_Exercise task_: Leave out the pictures and repeat the data exactly.

_Information provided_:

%%

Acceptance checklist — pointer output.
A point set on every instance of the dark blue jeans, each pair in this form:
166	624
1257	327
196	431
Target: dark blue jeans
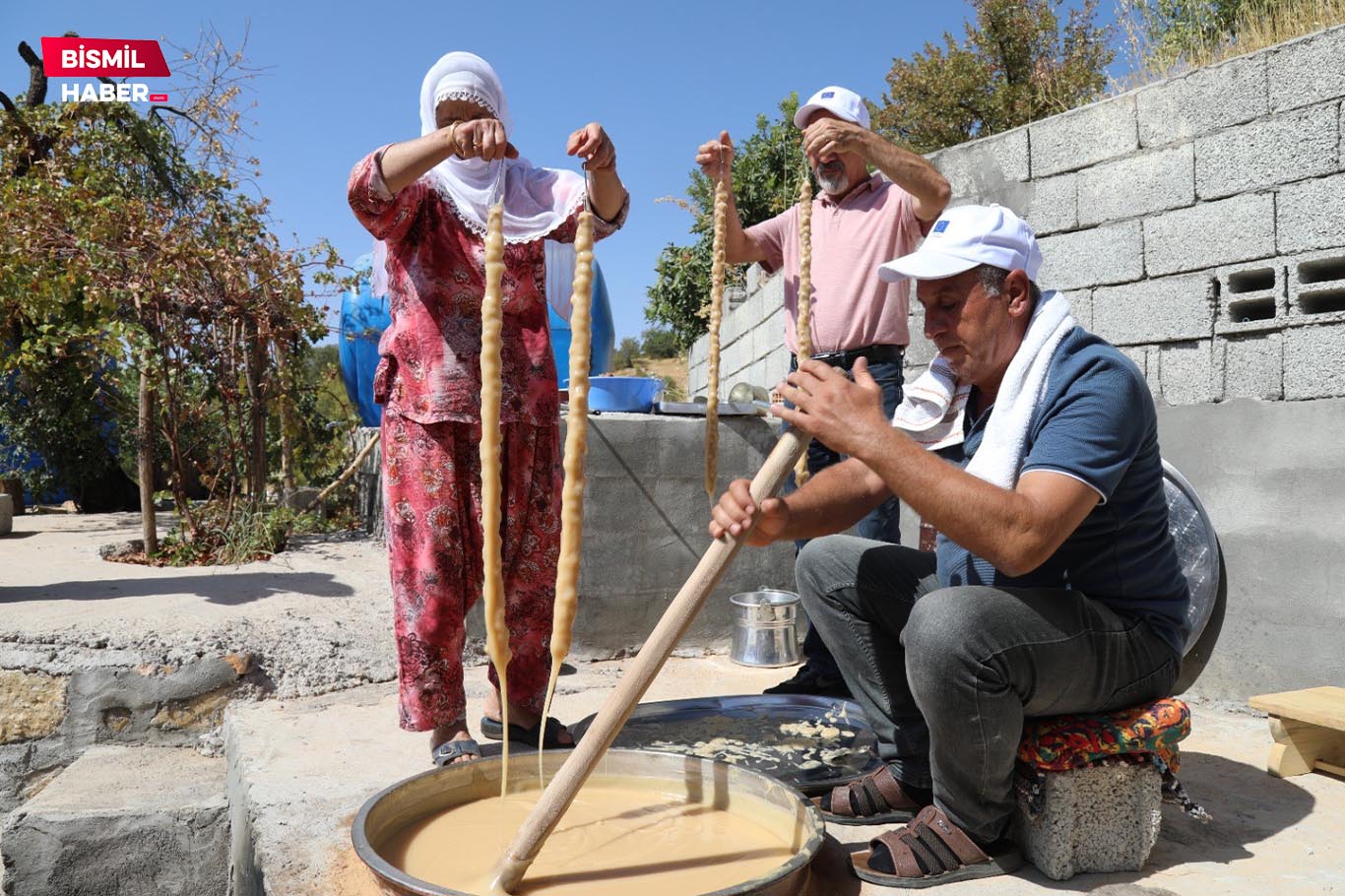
945	675
882	524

%%

_Solution below_:
Acceptance checklist — pointer output.
A point set on every instance of the dark blue jeans, each pair in this form:
166	624
1257	327
196	431
Target: dark blue jeans
945	675
882	524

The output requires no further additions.